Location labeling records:
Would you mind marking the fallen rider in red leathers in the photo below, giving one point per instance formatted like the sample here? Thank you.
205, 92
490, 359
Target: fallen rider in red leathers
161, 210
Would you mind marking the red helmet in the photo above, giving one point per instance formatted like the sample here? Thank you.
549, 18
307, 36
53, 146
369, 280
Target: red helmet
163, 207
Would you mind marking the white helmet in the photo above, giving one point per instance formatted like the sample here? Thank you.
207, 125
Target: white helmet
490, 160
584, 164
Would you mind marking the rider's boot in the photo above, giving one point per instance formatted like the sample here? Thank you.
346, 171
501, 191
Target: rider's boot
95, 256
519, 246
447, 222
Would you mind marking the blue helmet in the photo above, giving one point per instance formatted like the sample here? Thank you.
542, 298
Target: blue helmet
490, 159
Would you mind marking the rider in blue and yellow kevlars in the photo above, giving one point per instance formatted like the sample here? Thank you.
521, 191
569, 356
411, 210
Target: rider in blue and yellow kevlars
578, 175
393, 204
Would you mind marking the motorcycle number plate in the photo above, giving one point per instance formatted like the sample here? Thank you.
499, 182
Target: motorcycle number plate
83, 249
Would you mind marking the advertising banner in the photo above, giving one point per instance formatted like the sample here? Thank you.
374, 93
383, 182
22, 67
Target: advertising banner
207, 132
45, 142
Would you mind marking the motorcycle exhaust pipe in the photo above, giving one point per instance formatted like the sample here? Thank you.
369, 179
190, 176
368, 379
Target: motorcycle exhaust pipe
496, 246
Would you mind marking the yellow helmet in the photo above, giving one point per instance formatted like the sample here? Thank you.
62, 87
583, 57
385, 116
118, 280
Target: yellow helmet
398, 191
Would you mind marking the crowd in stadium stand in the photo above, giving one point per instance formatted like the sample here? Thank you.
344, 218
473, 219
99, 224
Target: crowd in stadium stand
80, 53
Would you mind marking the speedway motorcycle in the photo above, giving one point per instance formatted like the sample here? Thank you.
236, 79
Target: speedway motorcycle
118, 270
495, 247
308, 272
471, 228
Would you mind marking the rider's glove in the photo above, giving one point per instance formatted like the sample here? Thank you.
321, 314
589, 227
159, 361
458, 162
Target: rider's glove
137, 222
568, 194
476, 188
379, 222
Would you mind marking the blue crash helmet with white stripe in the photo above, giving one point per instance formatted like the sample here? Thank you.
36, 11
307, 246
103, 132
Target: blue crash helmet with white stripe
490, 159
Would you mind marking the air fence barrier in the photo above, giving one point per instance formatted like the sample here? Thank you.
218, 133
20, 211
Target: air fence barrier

• [TO BE DONE] Set down the entries verbatim, leaving none out.

• [THE RESULT]
Would you mind marking the fallen rider in red leathers in the photo below, giving one point per instance formatted like the sample here? Thank you.
205, 92
490, 359
Target: fallen rider in red leathers
161, 210
Would you mind marking the red helmet in the photo above, giving one point per instance formatted like the sample here? Thank you.
549, 18
307, 36
53, 146
369, 280
Target: red helmet
163, 207
Would you mind marking the white helmet in the photo above, giving one point per instance formatted like the sample here? Thank you.
207, 125
Target: white helmet
490, 160
584, 164
Would you mind marking the rider's boot in the photo above, giving one point per instance formatted like the sample here? Thank you.
346, 171
501, 191
Target: rider's boot
95, 256
519, 246
447, 222
Would you mind marking the blue helmet in the photo above, giving one point per instance formatted like the sample here? Thank you.
542, 298
Target: blue helmet
490, 159
Would you mind marking the rider in blue and yellow kevlars in the photo above, giving one point per instance formatted like the sample here? Thank you.
521, 191
569, 356
411, 210
Target: rider in blue and yellow kevlars
578, 175
393, 204
Would you mind marking the motorcycle number plate in the photo above, giving one point per instance formatted like the sample here? Thank you.
499, 182
Target: motorcycle number plate
83, 249
Would you mind marking the advertising banner in the photo above, giving one point per instance formatted like the sample here? Thank you.
374, 93
383, 182
22, 67
Target: advertising banner
207, 132
45, 142
Would you mind marking the motorcycle exhaust pipe in the photo above, giving one point per instance formatted like the sample here? Thank you.
369, 179
190, 176
368, 379
Target: motorcycle exhaust pipe
496, 246
Would you mind marking the yellow helmet in the photo above, giving one point per instance formatted like the sample here? Thank you.
62, 87
583, 57
385, 116
118, 280
Target: yellow helmet
398, 191
Would you mind marking the crowd in stadium stand in the photo above, giving one point per instance formatted like the sample here? Thank you.
344, 218
473, 219
99, 224
Target: crowd in stadium stand
80, 53
Would you mind marking the speedway motorcycle in the photo above, giving one point per instance formatted like the sample here? Thank you.
236, 79
Target: speedway motorcycle
118, 270
495, 247
308, 272
471, 228
Would you mind marking the rider's glove in the photo above, giving one point per instance formatted like the sample here? Thank you.
321, 314
589, 227
159, 361
458, 162
Target: rider's glove
137, 222
568, 194
476, 188
379, 222
Would you mind marking the blue crash helmet with white stripe in the photo above, giving one point per instance formatted like the sample here? Thank you.
36, 11
307, 246
103, 132
Target: blue crash helmet with white stripe
490, 159
Would you mind marking the air fence barrier in the photo above, giving one point per instance formatted like the sample here? Thank you.
218, 133
20, 211
Target: air fence barrier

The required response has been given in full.